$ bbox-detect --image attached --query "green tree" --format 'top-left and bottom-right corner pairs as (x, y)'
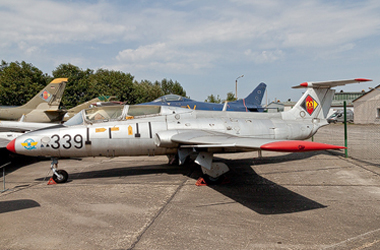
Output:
(89, 69), (137, 104)
(0, 60), (51, 106)
(53, 63), (97, 108)
(155, 78), (186, 97)
(135, 80), (164, 103)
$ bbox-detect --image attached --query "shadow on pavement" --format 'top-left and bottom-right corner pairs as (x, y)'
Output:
(32, 152), (326, 214)
(0, 199), (40, 214)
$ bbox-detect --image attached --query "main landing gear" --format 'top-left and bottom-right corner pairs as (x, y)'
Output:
(178, 148), (229, 186)
(51, 158), (69, 183)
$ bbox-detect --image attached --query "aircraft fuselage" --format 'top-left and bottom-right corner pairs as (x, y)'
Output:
(9, 106), (320, 157)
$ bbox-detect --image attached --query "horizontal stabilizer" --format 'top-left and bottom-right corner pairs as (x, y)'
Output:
(260, 141), (345, 152)
(292, 78), (372, 89)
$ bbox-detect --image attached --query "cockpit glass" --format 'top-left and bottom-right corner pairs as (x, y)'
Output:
(127, 105), (161, 117)
(63, 112), (83, 126)
(153, 97), (164, 102)
(164, 95), (182, 102)
(153, 94), (183, 102)
(84, 105), (124, 122)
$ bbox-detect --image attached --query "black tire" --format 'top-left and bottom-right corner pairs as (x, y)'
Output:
(203, 174), (224, 185)
(53, 169), (69, 183)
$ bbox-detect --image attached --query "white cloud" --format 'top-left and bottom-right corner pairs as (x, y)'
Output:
(0, 0), (380, 100)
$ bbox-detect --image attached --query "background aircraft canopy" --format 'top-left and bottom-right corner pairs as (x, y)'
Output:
(153, 94), (184, 102)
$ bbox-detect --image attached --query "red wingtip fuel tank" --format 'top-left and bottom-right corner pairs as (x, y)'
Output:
(7, 139), (16, 153)
(260, 141), (345, 152)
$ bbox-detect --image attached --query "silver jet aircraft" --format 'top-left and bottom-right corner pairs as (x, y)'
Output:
(7, 79), (370, 183)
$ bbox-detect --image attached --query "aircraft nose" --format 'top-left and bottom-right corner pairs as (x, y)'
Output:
(7, 139), (16, 153)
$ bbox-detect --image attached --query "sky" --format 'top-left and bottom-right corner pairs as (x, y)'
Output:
(0, 0), (380, 101)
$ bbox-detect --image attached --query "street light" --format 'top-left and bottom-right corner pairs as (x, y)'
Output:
(235, 75), (244, 100)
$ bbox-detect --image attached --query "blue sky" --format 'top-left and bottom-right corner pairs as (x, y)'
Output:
(0, 0), (380, 101)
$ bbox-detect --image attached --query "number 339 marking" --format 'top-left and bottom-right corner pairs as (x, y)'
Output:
(50, 134), (83, 149)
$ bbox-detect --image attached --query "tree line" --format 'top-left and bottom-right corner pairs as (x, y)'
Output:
(0, 60), (186, 109)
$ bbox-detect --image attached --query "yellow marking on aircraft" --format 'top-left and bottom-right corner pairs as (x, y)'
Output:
(111, 127), (119, 131)
(95, 128), (107, 133)
(128, 125), (133, 135)
(21, 141), (38, 147)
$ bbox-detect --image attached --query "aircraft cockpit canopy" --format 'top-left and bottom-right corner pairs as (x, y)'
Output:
(153, 94), (183, 102)
(64, 105), (161, 126)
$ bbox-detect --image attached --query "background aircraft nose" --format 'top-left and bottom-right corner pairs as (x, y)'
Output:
(7, 139), (16, 153)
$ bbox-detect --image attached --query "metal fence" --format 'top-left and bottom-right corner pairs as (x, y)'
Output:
(314, 123), (380, 167)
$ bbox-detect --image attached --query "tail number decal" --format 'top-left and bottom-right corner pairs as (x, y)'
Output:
(50, 134), (83, 149)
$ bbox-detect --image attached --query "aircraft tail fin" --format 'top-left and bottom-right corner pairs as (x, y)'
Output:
(283, 78), (372, 120)
(22, 78), (67, 110)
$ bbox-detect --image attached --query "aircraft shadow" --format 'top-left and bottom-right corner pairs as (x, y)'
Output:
(209, 154), (326, 215)
(38, 152), (326, 215)
(0, 199), (40, 214)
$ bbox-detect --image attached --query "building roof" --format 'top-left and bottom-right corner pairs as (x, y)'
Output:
(352, 84), (380, 102)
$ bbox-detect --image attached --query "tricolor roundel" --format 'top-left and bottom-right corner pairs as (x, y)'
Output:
(301, 95), (318, 115)
(40, 90), (51, 102)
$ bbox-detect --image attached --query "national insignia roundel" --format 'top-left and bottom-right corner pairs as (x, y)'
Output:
(301, 95), (318, 115)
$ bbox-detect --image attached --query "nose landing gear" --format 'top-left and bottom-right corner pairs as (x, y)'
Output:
(51, 158), (69, 183)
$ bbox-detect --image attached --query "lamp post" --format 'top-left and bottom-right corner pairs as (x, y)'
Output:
(235, 75), (244, 100)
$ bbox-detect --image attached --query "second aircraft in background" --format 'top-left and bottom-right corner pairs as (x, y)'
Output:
(140, 83), (267, 112)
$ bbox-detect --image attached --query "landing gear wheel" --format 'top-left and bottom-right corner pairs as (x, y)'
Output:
(53, 169), (69, 183)
(203, 174), (224, 185)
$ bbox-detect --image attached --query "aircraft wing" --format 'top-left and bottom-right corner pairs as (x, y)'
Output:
(166, 130), (345, 152)
(0, 138), (14, 148)
(292, 78), (372, 89)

----------

EXERCISE OBJECTIVE:
Please copy all of the items above word for word, leaving the pictures out of your answer.

THE RESPONSE:
$ bbox-detect --image attached --query "green tree" --format 'top-left and bottom-right corner pairs as (x, y)'
Output:
(89, 69), (137, 104)
(0, 60), (51, 106)
(53, 63), (97, 108)
(155, 78), (186, 97)
(135, 80), (164, 103)
$ bbox-detect --image attached --query "shadow on pavement" --format 'top-left and bottom-right corner pairs as (x, y)'
Output:
(32, 152), (326, 214)
(0, 199), (40, 214)
$ bbox-detect --image attached --query "main landing gear" --format 'top-left and bottom-right corner pairs as (x, y)'
Output:
(178, 148), (229, 186)
(51, 158), (69, 183)
$ bbox-detect --image attached --query "aircraft fuselage" --format 'top-left and bottom-right corner pairs as (x, y)'
Output:
(9, 106), (320, 157)
$ bbox-detect --image attached --query "horizontal stabilizer" --format 'top-left and bottom-right corner pairs as (x, y)'
Output:
(260, 141), (345, 152)
(292, 78), (372, 89)
$ bbox-detect --image attached --query "cockpit glass" --format 'top-left and bottom-right corner pairs as (x, y)'
Output:
(127, 105), (161, 117)
(63, 112), (83, 126)
(153, 97), (164, 102)
(164, 95), (182, 102)
(153, 94), (183, 102)
(84, 105), (124, 122)
$ bbox-detect --image attached --query "black tire" --format 'top-left and bottom-right corner pairs as (x, y)'
Output:
(203, 174), (224, 185)
(53, 169), (69, 183)
$ bbox-detect --image attached --query "white cloud" --format 'top-left and bottom-right corner pairs as (x, y)'
Output:
(0, 0), (380, 100)
$ bbox-detect --image attached --query "background aircraft canopy" --format 'top-left and bottom-right corner pairs as (x, y)'
Output:
(153, 94), (184, 102)
$ bbox-detect --image attached --query "red wingtip fuel tank" --format 'top-left and bottom-right corner pairs as (x, y)'
Output:
(7, 139), (16, 153)
(260, 141), (345, 152)
$ bbox-detect --image attached --query "silver jet aircraft" --format 'top-left and bottom-right corner pairs as (x, y)'
Output:
(7, 79), (370, 183)
$ bbox-detect --image attached --query "aircraft nose" --format 'top-left and bottom-right corner pairs as (x, y)'
Output:
(7, 139), (16, 153)
$ bbox-detect --image attached --query "sky" --format 'top-left and bottom-right corner pairs as (x, y)'
Output:
(0, 0), (380, 101)
$ bbox-detect --image attached --query "street light" --format 'top-left and bottom-right corner pairs as (x, y)'
Output:
(235, 75), (244, 100)
$ bbox-detect --image attached --query "blue sky" --format 'top-left and bottom-right corner pairs as (x, y)'
Output:
(0, 0), (380, 101)
$ bbox-detect --image attached --query "number 339 marking" --format 'top-left and bottom-right corner pairs as (x, y)'
Output:
(50, 134), (83, 149)
$ bbox-detect --image attached --query "tree line" --format 'top-left and bottom-right corner pairs as (x, y)'
Output:
(0, 60), (186, 109)
$ bbox-detect --image attached --query "yellow marking on aircraft" --format 'top-left and bottom-right corner pairs as (x, y)'
Output:
(111, 127), (119, 131)
(95, 128), (107, 133)
(128, 125), (133, 135)
(21, 141), (38, 147)
$ bbox-detect --image attached --query "aircraft cockpit canopy" --format 'top-left and bottom-right corner pairs as (x, y)'
Output:
(153, 94), (183, 102)
(64, 105), (161, 126)
$ bbox-detect --image attached --query "background aircraft nose" --format 'top-left and bottom-right corner pairs as (x, y)'
Output:
(7, 139), (16, 153)
$ bbox-detect --image attached --query "metal fence" --format 'top-left and bottom-right corner pairs as (x, y)'
Output:
(314, 123), (380, 167)
$ bbox-detect --image attached --query "tail number decal" --format 'top-left and bottom-right corner pairs as (x, y)'
Output:
(50, 134), (83, 149)
$ bbox-detect --image attached --query "aircraft tail fin" --format 'top-left and bottom-right corner pairs as (x, y)'
Output:
(283, 78), (372, 120)
(22, 78), (67, 110)
$ bbox-detect --image attached --query "aircraft shadow" --format 'top-left and bottom-right corner pairs as (x, y)'
Output:
(209, 154), (326, 215)
(38, 152), (326, 215)
(0, 199), (40, 214)
$ bbox-detect --image attached --query "building roof" --format 'top-left and bottom-right corner pairs as (x, y)'
Output:
(352, 84), (380, 102)
$ bbox-detect --image attached --query "tricolor roundel" --format 'top-left and bottom-right corner pairs as (x, y)'
Output:
(301, 95), (318, 115)
(40, 90), (51, 102)
$ bbox-detect --image attached --query "national insignia roundel" --format 'top-left and bottom-right corner pairs as (x, y)'
Output:
(301, 95), (318, 115)
$ bbox-detect --image attached --query "nose landing gear" --format 'top-left and bottom-right corner pairs as (x, y)'
Output:
(51, 158), (69, 183)
$ bbox-detect --image attached --query "lamp post" --format 'top-left and bottom-right corner pairs as (x, y)'
Output:
(235, 75), (244, 100)
$ bbox-detect --image attached --query "second aircraft in background" --format 'top-left and bottom-right corner pairs as (x, y)'
Output:
(140, 83), (267, 112)
$ bbox-detect --image attached --query "landing gear wheel" --format 'top-left and bottom-right corner pairs as (x, y)'
Output:
(53, 169), (69, 183)
(203, 174), (224, 185)
$ bbox-detect --image attached --query "aircraft wing" --format 'top-left and bottom-right corner pairs as (x, y)'
Output:
(166, 130), (345, 152)
(0, 138), (14, 148)
(292, 78), (372, 89)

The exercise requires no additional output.